- Quoted passage
FILED
NOT FOR PUBLICATION MAR 10 2011
MOLLY C. DWYER, CLERK
UNITED STATES COURT OF APPEALS U .S. C O U R T OF APPE ALS
FOR THE NINTH CIRCUIT
JERRY ARMSTRONG, No. 09-17801
Plaintiffs - Appellants, D.C. No. 2:07-cv-01046-GEB-
GGH
v.
SISKIYOU COUNTY SHERIFF’S MEMORANDUM *
DEPARTMENT; et al.,
Defendants - Appellees.
Appeal from the United States District Court
for the Eastern District of California
Garland E. Burrell, Jr., District Judge, Presiding
Submitted February 15, 2011 **
Before: CANBY, FERNANDEZ, and M. SMITH, Circuit Judges.
Jerry Armstrong appeals pro se from the district court’s summary judgment
in his 42 U.S.C. § 1983 action alleging that he was unlawfully arrested for
violating the terms of his parole. We have jurisdiction under 28 U.S.C. § 1291.
*
This disposition is not appropriate for publication and is not precedent
except as provided by 9th Cir. R. 36-3.
**
The panel unanimously concludes this case is suitable for decision
without oral argument. See Fed. R. App. P. 34(a)(2).
We review de novo. Toguchi v. Chung, 391 F.3d 1051, 1056 (9th Cir. 2004). We
affirm.
The district court properly granted summary judgment in favor of defendant
Stewart because Armstrong failed to raise a genuine issue of material fact as to
whether Stewart unlawfully arrested Armstrong without legal grounds to do so and
conspired to put him back into custody. See Nelson v. Pima Cmty. Coll., 83 F.3d
1075, 1081-82 (9th Cir. 1996) (“mere allegation and speculation do not create a
factual dispute for purposes of summary judgment”).

- Stored rows
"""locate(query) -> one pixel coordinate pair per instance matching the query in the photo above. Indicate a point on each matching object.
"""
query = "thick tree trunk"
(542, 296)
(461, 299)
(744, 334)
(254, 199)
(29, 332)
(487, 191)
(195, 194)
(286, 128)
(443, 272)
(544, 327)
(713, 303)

- Stated exercise 1
In the appeals memorandum, under which statute did Jerry Armstrong bring his action?
- Stated exercise 2
Quote the appeals memorandum, beginning at the words "Jerry Armstrong appeals" and stopping after "U.S.C. § 1291.".
- Stated exercise 3
Write what comes next in the appeals memorandum, picking up after its last sentence.
The entries play no part in this.

- Task output 1
42 U.S.C. § 1983

- Task output 2
Jerry Armstrong appeals pro se from the district court’s summary judgment
in his 42 U.S.C. § 1983 action alleging that he was unlawfully arrested for
violating the terms of his parole. We have jurisdiction under 28 U.S.C. § 1291.

- Task output 3
The district court properly granted summary judgment in favor of defendant
Tharsing because he is protected by qualified immunity. See Burns v. Reed, 500
U.S. 478, 495 (1991) (qualified immunity “provides ample protection to all but the
plainly incompetent or those who knowingly violate the law” (citation and internal
quotation marks omitted)).
The district court properly granted summary judgment on the Monell claim
because Armstrong failed to raise a genuine issue of material fact as to whether
Tharsing’s direction of Armstrong to the halfway house was pursuant to a
municipal policy, custom, or practice, or because of a failure to train officers to
avoid issuing such directives. See Galen v. Cnty. of Los Angeles, 477 F.3d 652,
667-68 (9th Cir. 2007) (setting forth required elements of a Monell claim).
2 09-17801
We do not consider Armstrong’s arguments raised for the first time on
appeal. See Smith v. Marsh, 194 F.3d 1045, 1052 (9th Cir. 1999).
Armstrong’s motion to amend is granted. His motion for default judgment
is denied.
AFFIRMED.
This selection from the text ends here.